## Exercise aim
Lay out everything from the line containing "of the lamp" down to and including the line containing "Query: lamp shade" as a Markdown table. Use a Row column for the number of each line and a Line column for its text, and skip any blank lines.

## START Raw records

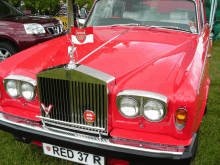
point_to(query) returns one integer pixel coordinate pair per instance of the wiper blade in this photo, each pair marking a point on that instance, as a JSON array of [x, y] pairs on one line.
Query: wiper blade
[[11, 16], [171, 27], [129, 24]]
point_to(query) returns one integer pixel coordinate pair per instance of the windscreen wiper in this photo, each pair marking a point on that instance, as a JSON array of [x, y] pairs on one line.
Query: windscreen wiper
[[171, 27], [129, 24], [11, 16]]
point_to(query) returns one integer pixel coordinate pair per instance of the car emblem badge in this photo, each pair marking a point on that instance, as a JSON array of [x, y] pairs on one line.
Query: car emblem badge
[[46, 109], [81, 35], [89, 116]]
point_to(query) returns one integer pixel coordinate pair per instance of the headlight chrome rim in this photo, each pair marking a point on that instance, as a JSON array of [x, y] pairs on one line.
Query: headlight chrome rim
[[135, 100], [164, 110], [17, 87], [34, 91]]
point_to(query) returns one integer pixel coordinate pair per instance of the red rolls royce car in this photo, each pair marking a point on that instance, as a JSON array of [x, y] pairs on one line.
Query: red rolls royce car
[[134, 90], [19, 32]]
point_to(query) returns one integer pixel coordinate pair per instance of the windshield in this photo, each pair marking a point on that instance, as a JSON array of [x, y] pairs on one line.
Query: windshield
[[6, 10], [179, 14]]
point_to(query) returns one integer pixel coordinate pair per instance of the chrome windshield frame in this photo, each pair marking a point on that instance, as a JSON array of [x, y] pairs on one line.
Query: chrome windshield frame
[[196, 10]]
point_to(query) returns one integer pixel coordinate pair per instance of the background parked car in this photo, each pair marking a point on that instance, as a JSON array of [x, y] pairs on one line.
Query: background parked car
[[19, 32]]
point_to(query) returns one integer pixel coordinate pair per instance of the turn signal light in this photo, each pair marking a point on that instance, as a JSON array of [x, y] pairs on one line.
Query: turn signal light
[[181, 116]]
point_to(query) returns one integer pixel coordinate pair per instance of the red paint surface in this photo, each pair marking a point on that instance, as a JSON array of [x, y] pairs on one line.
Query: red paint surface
[[155, 60]]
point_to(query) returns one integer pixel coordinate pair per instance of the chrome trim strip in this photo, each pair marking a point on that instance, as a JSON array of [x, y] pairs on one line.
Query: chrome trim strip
[[197, 16], [21, 78], [144, 94], [95, 73], [68, 123], [88, 140], [101, 46], [203, 68]]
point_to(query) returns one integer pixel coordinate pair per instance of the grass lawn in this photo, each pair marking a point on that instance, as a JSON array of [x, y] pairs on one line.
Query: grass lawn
[[14, 152]]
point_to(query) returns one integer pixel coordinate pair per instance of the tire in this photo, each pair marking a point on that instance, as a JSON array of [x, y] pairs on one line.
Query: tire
[[7, 50]]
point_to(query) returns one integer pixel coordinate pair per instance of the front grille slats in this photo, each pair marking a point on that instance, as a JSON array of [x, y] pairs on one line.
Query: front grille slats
[[71, 99]]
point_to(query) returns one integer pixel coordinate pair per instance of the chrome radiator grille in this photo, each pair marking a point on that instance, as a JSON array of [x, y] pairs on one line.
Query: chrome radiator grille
[[71, 99]]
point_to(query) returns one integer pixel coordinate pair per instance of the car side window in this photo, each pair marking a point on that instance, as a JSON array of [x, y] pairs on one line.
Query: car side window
[[202, 15]]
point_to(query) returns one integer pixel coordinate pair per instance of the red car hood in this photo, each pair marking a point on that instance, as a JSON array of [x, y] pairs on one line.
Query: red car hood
[[158, 51]]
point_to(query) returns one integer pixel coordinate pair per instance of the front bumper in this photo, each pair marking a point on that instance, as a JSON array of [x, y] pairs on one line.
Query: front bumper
[[95, 145]]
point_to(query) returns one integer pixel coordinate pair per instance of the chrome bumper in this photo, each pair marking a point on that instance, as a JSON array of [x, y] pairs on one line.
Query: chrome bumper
[[91, 144]]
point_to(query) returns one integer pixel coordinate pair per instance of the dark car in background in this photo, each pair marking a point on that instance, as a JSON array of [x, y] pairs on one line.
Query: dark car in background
[[19, 31]]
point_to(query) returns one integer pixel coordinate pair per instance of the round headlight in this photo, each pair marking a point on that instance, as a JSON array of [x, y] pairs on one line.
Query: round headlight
[[129, 107], [28, 91], [154, 110], [12, 88]]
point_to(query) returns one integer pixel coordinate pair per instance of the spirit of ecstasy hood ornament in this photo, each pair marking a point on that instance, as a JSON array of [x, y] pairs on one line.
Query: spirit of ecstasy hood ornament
[[79, 36], [71, 50]]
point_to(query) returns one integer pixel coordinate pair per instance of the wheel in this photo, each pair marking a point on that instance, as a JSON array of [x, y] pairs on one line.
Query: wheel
[[6, 50]]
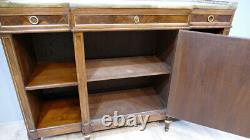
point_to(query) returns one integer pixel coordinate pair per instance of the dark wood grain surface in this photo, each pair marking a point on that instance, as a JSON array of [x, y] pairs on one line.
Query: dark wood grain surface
[[210, 82]]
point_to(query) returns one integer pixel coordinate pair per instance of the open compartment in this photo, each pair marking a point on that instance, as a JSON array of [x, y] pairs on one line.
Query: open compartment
[[124, 54], [55, 106], [128, 71], [46, 60]]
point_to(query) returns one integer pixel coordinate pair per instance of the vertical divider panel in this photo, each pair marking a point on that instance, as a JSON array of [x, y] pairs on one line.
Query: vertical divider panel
[[81, 76], [10, 53]]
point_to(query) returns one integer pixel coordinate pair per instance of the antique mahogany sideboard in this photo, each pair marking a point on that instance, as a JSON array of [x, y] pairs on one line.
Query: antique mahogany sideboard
[[74, 62]]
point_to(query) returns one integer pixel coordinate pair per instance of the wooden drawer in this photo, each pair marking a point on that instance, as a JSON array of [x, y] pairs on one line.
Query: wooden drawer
[[33, 20], [130, 19], [23, 20], [107, 22], [125, 19], [213, 18]]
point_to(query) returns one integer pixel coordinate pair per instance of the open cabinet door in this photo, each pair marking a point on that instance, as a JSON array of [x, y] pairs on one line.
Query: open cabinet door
[[210, 83]]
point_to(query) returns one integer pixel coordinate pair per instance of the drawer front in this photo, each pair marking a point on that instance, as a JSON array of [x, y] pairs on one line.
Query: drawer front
[[34, 20], [129, 21], [30, 23]]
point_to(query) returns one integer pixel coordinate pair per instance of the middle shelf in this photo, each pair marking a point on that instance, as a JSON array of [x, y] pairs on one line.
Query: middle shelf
[[53, 75]]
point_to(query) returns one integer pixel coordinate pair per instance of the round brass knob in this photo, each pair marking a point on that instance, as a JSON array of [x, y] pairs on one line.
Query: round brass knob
[[210, 18], [136, 19], [33, 20]]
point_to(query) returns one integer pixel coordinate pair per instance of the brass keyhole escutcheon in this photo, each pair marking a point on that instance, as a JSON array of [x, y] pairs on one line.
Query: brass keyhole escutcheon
[[136, 19], [33, 20], [210, 18]]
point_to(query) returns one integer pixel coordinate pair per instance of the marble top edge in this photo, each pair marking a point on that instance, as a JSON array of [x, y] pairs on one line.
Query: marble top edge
[[185, 4]]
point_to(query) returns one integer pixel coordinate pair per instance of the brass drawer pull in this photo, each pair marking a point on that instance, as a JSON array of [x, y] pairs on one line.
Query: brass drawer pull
[[33, 20], [210, 18], [136, 19]]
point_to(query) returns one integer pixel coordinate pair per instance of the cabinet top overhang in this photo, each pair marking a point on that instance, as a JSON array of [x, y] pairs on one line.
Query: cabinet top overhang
[[175, 4]]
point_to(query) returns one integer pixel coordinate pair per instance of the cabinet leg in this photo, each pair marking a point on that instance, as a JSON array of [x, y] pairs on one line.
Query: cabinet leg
[[167, 122], [33, 136]]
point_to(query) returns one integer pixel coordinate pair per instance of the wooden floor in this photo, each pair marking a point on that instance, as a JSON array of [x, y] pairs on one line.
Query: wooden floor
[[180, 130]]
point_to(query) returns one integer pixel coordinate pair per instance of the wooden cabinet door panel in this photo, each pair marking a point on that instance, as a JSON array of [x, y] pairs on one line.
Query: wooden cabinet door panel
[[211, 82]]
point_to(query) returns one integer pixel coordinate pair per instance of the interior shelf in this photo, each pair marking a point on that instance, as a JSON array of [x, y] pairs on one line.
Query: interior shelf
[[56, 112], [124, 101], [126, 67], [51, 75]]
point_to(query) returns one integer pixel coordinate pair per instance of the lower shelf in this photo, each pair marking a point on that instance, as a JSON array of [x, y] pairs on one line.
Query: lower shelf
[[56, 112], [124, 101]]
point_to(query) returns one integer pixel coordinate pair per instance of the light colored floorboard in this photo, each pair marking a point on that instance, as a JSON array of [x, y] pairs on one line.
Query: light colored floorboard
[[180, 130]]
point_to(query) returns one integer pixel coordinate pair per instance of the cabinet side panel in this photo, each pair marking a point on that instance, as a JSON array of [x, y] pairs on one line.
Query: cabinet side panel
[[18, 80], [81, 76], [210, 82]]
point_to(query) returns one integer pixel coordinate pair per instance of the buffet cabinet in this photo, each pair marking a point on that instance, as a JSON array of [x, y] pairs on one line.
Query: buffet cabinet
[[71, 66]]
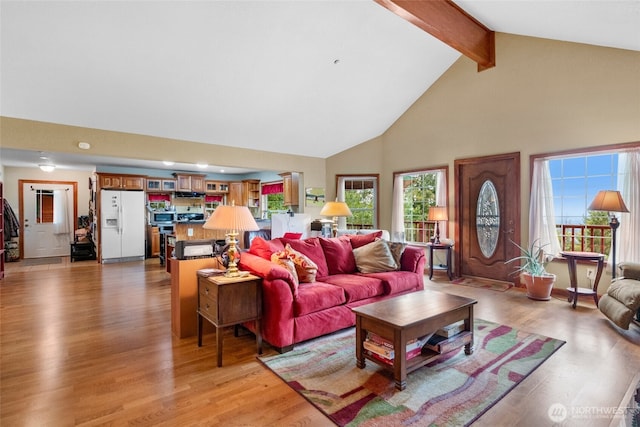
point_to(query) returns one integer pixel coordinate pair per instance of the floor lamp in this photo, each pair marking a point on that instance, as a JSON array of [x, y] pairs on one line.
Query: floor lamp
[[610, 201]]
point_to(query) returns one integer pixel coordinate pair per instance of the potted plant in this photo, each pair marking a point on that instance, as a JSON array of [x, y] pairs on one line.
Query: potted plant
[[532, 269]]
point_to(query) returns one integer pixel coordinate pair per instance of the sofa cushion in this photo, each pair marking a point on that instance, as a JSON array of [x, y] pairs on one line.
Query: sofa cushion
[[357, 287], [363, 239], [264, 248], [339, 255], [374, 257], [395, 282], [306, 269], [396, 248], [292, 235], [627, 291], [615, 311], [317, 296], [283, 260], [310, 247]]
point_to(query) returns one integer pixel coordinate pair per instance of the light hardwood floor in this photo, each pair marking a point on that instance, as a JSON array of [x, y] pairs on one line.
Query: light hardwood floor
[[89, 344]]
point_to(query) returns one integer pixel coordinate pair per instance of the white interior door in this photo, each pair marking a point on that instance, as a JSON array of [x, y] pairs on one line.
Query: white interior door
[[48, 219]]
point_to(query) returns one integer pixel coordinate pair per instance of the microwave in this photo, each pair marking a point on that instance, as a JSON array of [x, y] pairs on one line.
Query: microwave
[[162, 217]]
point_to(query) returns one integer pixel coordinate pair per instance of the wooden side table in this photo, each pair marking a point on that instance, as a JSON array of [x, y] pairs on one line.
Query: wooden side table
[[226, 301], [447, 268], [572, 261]]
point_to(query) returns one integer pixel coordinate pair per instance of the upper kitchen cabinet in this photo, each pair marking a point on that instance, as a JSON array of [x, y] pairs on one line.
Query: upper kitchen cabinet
[[216, 187], [251, 189], [193, 183], [290, 188], [235, 194], [161, 185], [121, 181]]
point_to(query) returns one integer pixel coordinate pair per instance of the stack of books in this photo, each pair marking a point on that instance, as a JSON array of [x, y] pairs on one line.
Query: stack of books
[[444, 340], [382, 349]]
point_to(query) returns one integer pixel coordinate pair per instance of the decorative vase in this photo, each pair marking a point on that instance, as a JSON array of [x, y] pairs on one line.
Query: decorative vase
[[539, 287]]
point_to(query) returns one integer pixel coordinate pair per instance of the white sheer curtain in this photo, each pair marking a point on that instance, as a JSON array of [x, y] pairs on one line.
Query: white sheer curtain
[[397, 210], [342, 221], [628, 236], [542, 223], [441, 199], [60, 212]]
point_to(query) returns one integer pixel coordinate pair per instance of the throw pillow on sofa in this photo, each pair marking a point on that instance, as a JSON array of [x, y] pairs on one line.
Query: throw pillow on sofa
[[313, 250], [374, 257], [396, 248], [264, 248], [305, 268], [339, 255], [360, 240], [283, 260]]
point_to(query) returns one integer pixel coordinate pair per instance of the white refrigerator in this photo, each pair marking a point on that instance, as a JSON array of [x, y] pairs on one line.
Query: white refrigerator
[[122, 222]]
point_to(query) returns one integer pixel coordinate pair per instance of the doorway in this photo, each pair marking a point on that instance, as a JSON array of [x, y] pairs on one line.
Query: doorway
[[48, 217], [488, 212]]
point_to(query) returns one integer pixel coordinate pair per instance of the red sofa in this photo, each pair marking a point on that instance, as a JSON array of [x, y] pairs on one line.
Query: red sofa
[[292, 314]]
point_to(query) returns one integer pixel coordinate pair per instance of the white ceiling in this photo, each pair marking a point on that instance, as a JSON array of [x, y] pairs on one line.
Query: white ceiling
[[302, 77]]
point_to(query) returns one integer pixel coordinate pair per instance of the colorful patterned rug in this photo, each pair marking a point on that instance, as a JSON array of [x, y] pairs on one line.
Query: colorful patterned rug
[[453, 391], [478, 282]]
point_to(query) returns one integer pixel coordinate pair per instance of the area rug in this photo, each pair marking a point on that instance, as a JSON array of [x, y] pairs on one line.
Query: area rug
[[477, 282], [41, 261], [452, 391]]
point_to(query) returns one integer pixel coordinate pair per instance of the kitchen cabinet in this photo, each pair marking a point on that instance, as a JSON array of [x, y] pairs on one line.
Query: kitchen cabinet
[[235, 193], [169, 185], [193, 183], [161, 185], [251, 190], [153, 241], [290, 184], [216, 187], [121, 182]]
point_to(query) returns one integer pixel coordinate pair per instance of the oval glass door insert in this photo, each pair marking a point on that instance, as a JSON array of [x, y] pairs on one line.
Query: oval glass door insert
[[488, 219]]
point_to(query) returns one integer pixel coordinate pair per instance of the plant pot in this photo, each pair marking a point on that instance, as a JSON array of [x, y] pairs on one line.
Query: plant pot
[[539, 287]]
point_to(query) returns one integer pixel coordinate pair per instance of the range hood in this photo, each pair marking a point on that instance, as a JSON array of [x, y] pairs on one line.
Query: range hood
[[188, 194]]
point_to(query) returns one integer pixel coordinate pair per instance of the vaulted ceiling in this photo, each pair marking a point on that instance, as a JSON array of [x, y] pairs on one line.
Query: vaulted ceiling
[[302, 77]]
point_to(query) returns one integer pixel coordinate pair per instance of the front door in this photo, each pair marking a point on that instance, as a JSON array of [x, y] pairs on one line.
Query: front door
[[488, 208], [47, 211]]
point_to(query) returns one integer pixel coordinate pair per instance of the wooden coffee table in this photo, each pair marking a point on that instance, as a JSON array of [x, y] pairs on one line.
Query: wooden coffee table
[[410, 316]]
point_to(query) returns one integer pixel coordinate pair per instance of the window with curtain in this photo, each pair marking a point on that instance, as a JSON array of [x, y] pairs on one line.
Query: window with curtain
[[272, 194], [564, 185], [413, 194], [360, 193]]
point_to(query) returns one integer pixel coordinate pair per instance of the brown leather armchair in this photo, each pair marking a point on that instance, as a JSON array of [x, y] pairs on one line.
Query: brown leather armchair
[[622, 300]]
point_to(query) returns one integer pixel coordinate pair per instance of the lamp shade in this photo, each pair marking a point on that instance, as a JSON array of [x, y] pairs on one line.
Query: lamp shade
[[438, 213], [336, 209], [230, 217], [608, 200]]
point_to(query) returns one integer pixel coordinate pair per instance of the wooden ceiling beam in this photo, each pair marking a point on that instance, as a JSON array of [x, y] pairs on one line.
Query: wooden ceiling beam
[[447, 22]]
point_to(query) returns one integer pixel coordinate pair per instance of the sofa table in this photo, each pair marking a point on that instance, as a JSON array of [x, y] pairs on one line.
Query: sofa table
[[572, 261], [227, 301], [405, 317], [442, 247]]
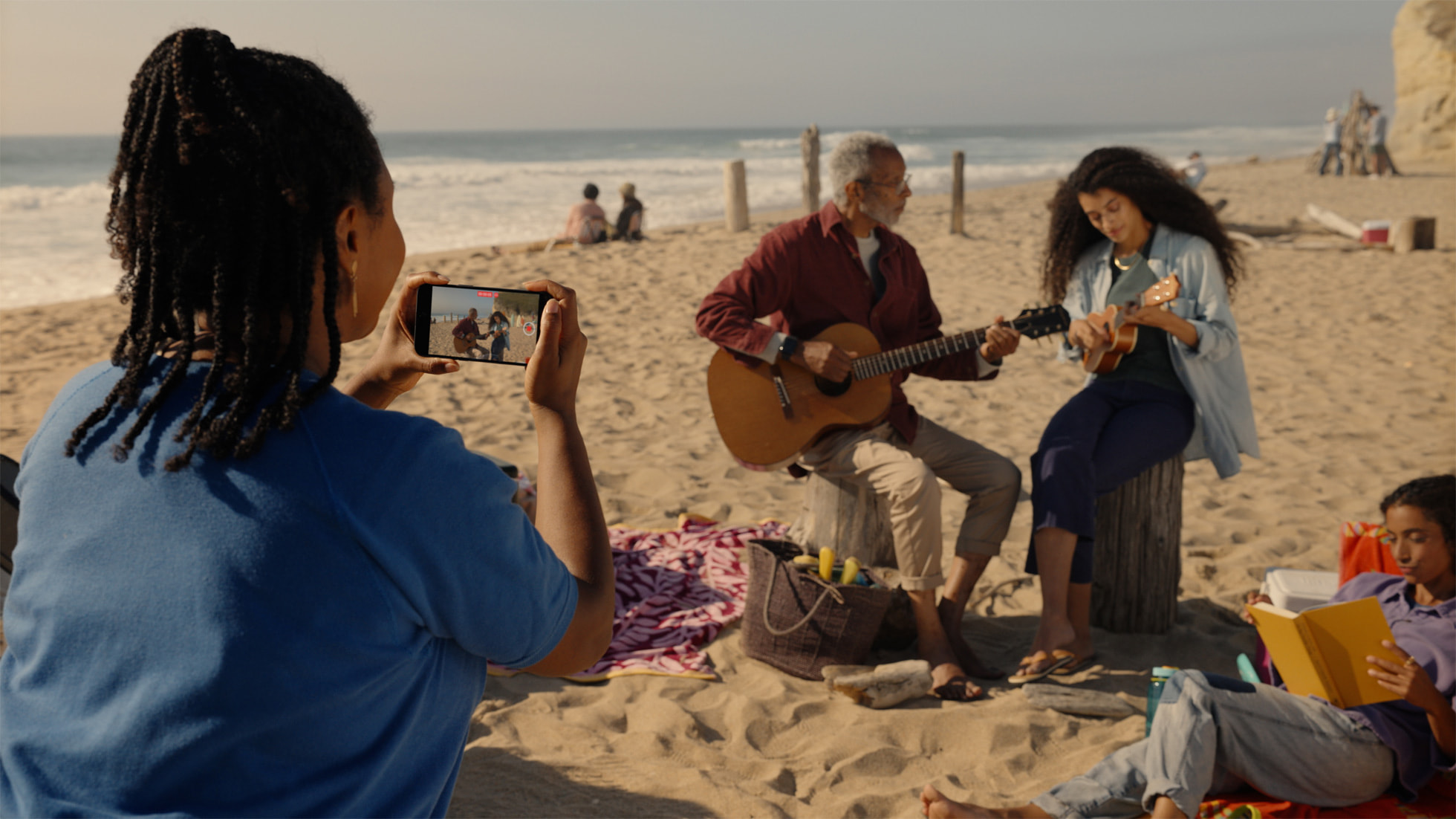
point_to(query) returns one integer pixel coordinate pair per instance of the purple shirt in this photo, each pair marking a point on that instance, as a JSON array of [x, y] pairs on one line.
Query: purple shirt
[[1429, 634]]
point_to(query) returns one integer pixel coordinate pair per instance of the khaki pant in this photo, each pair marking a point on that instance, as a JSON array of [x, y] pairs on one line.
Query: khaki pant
[[906, 476]]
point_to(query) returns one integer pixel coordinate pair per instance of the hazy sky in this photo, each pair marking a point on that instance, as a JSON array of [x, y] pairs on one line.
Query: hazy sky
[[65, 68]]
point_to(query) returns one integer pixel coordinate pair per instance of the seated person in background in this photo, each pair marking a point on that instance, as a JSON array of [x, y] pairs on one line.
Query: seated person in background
[[629, 222], [845, 264], [1213, 735], [1192, 171], [585, 221]]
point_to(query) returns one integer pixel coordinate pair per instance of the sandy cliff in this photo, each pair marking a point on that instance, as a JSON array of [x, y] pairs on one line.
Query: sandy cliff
[[1424, 44]]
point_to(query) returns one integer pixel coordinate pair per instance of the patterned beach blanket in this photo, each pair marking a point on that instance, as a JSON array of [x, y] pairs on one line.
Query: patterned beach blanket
[[676, 591]]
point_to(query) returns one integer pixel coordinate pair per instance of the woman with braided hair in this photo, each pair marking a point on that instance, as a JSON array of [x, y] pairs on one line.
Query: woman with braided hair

## END Raw records

## Solution to this exercise
| Row | Line |
|---|---|
| 1 | point_to(query) returns one integer pixel coordinate pair per instance of the lamp shade in this photo, each pair marking a point on that instance, as a JSON array of [x, y] pairs on one line. |
| 2 | Query: lamp shade |